* Problem statement
Give the data again, word for word.

* The data
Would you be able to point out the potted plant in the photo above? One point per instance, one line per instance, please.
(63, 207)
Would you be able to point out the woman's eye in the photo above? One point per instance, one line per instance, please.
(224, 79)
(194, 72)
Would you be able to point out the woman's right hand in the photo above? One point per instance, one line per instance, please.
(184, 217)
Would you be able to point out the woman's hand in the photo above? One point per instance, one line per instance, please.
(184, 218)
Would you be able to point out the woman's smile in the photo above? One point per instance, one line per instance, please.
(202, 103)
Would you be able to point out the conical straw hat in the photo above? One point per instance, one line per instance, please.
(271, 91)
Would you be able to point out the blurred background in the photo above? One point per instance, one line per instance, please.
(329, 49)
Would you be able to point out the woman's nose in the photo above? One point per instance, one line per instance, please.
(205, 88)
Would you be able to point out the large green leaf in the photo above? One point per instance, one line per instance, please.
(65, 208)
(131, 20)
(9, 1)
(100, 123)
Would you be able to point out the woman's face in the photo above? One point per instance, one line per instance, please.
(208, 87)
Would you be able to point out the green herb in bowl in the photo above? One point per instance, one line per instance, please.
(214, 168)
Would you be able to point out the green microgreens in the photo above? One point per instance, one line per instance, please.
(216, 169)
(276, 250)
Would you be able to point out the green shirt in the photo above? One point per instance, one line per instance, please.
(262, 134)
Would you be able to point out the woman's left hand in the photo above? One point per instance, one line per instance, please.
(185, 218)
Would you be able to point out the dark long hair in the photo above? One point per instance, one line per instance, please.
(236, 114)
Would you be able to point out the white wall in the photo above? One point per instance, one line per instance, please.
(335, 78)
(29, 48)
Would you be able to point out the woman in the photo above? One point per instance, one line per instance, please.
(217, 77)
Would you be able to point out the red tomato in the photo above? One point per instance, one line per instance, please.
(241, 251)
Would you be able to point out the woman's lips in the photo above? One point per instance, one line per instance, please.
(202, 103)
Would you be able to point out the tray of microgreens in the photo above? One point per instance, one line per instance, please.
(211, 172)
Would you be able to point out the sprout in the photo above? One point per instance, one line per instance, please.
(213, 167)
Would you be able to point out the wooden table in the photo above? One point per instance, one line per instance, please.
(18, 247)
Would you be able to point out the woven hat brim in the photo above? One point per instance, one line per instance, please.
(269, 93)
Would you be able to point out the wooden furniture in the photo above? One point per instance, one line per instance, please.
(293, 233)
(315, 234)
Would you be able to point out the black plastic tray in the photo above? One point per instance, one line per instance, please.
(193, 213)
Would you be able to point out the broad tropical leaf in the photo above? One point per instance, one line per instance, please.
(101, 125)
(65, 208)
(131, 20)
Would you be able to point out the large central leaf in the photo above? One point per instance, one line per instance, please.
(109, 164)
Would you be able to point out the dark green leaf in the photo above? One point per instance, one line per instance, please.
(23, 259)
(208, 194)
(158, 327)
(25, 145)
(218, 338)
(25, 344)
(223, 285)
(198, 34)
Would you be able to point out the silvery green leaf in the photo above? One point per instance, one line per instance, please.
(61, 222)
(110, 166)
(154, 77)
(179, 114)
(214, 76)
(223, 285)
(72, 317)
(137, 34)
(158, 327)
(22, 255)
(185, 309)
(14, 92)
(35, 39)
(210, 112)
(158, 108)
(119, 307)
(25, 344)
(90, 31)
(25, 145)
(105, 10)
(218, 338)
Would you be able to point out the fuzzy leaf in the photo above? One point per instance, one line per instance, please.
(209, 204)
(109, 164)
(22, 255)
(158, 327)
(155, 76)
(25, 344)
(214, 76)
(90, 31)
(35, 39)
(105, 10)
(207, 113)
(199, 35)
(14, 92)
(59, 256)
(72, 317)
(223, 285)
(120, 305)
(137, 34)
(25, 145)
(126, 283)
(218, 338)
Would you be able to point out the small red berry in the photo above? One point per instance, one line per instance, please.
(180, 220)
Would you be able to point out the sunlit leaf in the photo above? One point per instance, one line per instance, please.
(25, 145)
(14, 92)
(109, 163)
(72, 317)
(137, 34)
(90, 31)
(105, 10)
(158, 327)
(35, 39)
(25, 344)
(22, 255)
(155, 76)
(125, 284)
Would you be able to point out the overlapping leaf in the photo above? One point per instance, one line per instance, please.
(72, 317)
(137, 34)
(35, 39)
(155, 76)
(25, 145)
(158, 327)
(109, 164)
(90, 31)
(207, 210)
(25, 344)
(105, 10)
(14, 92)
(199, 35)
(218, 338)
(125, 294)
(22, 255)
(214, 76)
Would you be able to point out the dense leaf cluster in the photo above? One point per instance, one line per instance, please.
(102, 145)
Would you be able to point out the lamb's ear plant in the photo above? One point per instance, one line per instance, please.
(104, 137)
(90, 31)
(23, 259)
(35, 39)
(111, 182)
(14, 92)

* Exercise output
Would you be able to point out the potted plant in the photo above? One point per instance, one line per instance, please.
(63, 207)
Would you be able to point out the woman's eye in the photo above? One point per instance, one line per instance, please.
(224, 79)
(194, 72)
Would you be able to point out the woman's right hand in the photo above? One point per instance, one line per instance, please.
(184, 217)
Would you be able to point out the woman's hand in the photo above? One point per instance, one line per instance, please.
(184, 218)
Would you be able to point out the woman's smile in the photo above? One point per instance, one line per instance, please.
(202, 103)
Would you be able to point out the conical straw hat in the photo above? One point per instance, one line per instance, please.
(271, 91)
Would you be able to point out the blurred background in the photo above? One point per instance, one line per instance, please.
(329, 49)
Would you be able to point out the woman's nose in the photo above? One point per instance, one line per instance, please.
(205, 88)
Would you be able to point out the large green leaf in the photo above? One point per instance, one line per instance, please.
(65, 208)
(131, 20)
(9, 1)
(100, 123)
Would you be able to point out the woman's face in the photo above? One point per instance, one line per instance, please.
(208, 87)
Would you be able to point out the green herb in bowl in the photo above? One point per instance, one line per instance, please.
(214, 168)
Would you be able to point out the green microgreens in the photo above? One point per instance, one line per instance, please.
(216, 169)
(276, 250)
Would you be able to point out the green shirt in the photo above? One point per instance, one line per instance, please.
(262, 134)
Would you be able to point out the woman's left hand in the photo above? One point per instance, one line per instance, please.
(185, 218)
Would you be able to point out the dark long hair in the photo above? One point per instance, one line per instance, please.
(236, 114)
Would you be able to point out the white wall in the photo above? One point per instance, one line per instance, please.
(335, 78)
(29, 48)
Would you be able to point out the woman in the photo above? One point per instance, one line per instance, please.
(217, 77)
Would you be able to point out the red tomato in the photo above? One point per instance, one line per instance, please.
(241, 251)
Would you be able to point out the woman's lips in the photo above? One point per instance, one line per instance, please.
(202, 103)
Would you be able to point out the tray of microgreens in the photo above? One point per instance, one line per instance, please.
(211, 172)
Would you be able to point out the sprout in the photo above? One point per instance, one line per instance, please.
(213, 167)
Would you be able to point out the wooden table in the photo above? One point per instance, one line per instance, please.
(18, 247)
Would you be able to point out the woven hat brim in the photo above? One point per instance, one line per instance, please.
(269, 93)
Would you be able to point out the wooden furniture in the photo above? One point per instance, one line per instance, please.
(293, 233)
(315, 234)
Would you be able to point out the black plastic tray in the photo above? One point per instance, one line per instance, please.
(193, 213)
Would you be able to point out the broad tropical leaf in the photo above? One point per instance, one line per instance, please.
(101, 125)
(65, 208)
(131, 20)
Would you be able to point out the large central leaf in the photo above? One point per instance, one line per instance, please.
(109, 164)
Would you be able to point out the dark green leaf in the photo above? One point per instance, one line per instance, please.
(23, 259)
(208, 194)
(158, 327)
(25, 145)
(218, 338)
(25, 344)
(223, 285)
(198, 34)
Would you be able to point out the silvery green leaf in the photo above? One point per instance, one line per instance, please.
(61, 222)
(110, 166)
(154, 77)
(179, 114)
(214, 76)
(223, 285)
(72, 317)
(137, 34)
(158, 327)
(22, 255)
(185, 309)
(14, 92)
(35, 39)
(210, 112)
(158, 108)
(119, 307)
(25, 344)
(90, 31)
(25, 145)
(105, 10)
(218, 338)
Would you be able to point out the fuzzy leaf in the photo above? One point per instance, one line per instance, please.
(209, 204)
(109, 164)
(22, 255)
(158, 327)
(155, 76)
(25, 344)
(214, 76)
(90, 31)
(35, 39)
(105, 10)
(207, 113)
(199, 35)
(14, 92)
(59, 256)
(72, 317)
(223, 285)
(120, 305)
(137, 34)
(25, 145)
(126, 283)
(218, 338)
Would you be able to point out the small red berry in the photo above? One point per instance, one line per instance, please.
(180, 220)
Would you be able to point out the sunlit leaf in the photo above? One point per instance, one line per instance, please.
(25, 145)
(14, 92)
(109, 163)
(72, 317)
(137, 34)
(90, 31)
(105, 10)
(158, 327)
(35, 39)
(25, 344)
(22, 255)
(155, 76)
(125, 284)
Would you be able to point out the overlapping leaf in the photo above? One point per instance, one line per instance, please.
(72, 317)
(137, 34)
(35, 39)
(155, 76)
(25, 145)
(158, 327)
(109, 164)
(90, 31)
(207, 210)
(25, 344)
(105, 10)
(14, 92)
(199, 35)
(218, 338)
(125, 294)
(22, 255)
(214, 76)
Would you be able to point out the dense leaf cluster in the photo above? One point per instance, one line per instance, please.
(102, 145)
Would you be able to point out the lamb's ear plant in the photo above? One point per instance, one line per instance, please.
(104, 137)
(90, 31)
(23, 259)
(35, 39)
(111, 182)
(14, 92)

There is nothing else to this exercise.